:: Passage

COVID-19 Vaccine Effectiveness in Oncology Patients

Rachel LA Costa 1,
PMCID: PMC9214963  PMID: 35755900

Abstract

Oncology patients are at greater risk of morbidity and mortality from coronavirus disease 2019 (COVID-19) infection than the general population. Patients with malignancies were prioritized in vaccine distribution to confer protection to a vulnerable population. However, immunocompromised patients were not included in the initial COVID-19 vaccine trials. Will patients with cancer mount an adequate serologic response to vaccination to be protected from COVID-19 infection? Overall, oncology patients had diminished antibody response to the COVID-19 vaccines compared with healthy patients. The patients with the lowest seroconversion rates were those who received anti-CD20 monoclonal antibody therapy, Bruton tyrosine kinase inhibitor therapy, stem cell transplantation, and chimeric antigen receptor T-cell therapy. Although the response may not be robust, expert organizations strongly recommend that oncology patients should pursue COVID-19 vaccination and booster to ensure some degree of protection from infection. Immunocompromised patients should continue to practice mask wearing, social distancing, and proper hand hygiene to minimize the risk of contracting COVID-19.

::::
:: Supplied material

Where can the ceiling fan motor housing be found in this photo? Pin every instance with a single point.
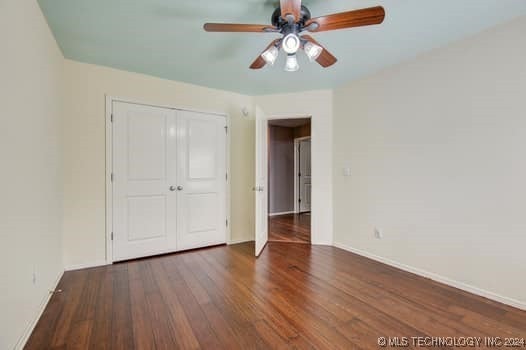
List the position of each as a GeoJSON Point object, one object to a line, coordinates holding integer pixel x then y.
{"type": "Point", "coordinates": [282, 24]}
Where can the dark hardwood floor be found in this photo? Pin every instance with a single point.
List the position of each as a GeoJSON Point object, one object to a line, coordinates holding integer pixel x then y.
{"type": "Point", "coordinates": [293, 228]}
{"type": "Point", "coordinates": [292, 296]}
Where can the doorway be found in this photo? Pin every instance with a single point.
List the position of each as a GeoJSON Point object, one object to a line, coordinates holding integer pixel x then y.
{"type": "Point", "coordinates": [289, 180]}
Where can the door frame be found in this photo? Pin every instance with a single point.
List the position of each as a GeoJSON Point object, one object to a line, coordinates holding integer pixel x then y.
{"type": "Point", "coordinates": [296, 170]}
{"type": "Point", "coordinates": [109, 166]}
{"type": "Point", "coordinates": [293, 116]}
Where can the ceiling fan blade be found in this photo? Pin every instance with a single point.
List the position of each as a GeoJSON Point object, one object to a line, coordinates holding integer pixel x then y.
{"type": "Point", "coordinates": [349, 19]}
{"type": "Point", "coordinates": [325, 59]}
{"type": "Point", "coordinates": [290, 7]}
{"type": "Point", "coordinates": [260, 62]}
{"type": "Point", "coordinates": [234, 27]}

::::

Exercise instructions:
**A.** Which treatments does the abstract on COVID-19 vaccine effectiveness in oncology patients associate with the lowest seroconversion rates?
**B.** According to the abstract on COVID-19 vaccine effectiveness in oncology patients, which patients were not included in the initial COVID-19 vaccine trials?
**C.** Can you summarize the abstract on COVID-19 vaccine effectiveness in oncology patients in two sentences?

Answers by item:
**A.**
- Anti-CD20 monoclonal antibody therapy
- Bruton tyrosine kinase inhibitor therapy
- Stem cell transplantation
- Chimeric antigen receptor T-cell therapy

**B.** Immunocompromised patients.

**C.** Oncology patients face greater COVID-19 risk than the general population and generally had a weaker antibody response to the vaccines than healthy patients, with the lowest seroconversion rates among those receiving certain therapies such as anti-CD20 antibodies or stem cell transplantation. Expert organizations still strongly recommend vaccination and boosters for these patients, along with continued mask wearing, social distancing, and hand hygiene.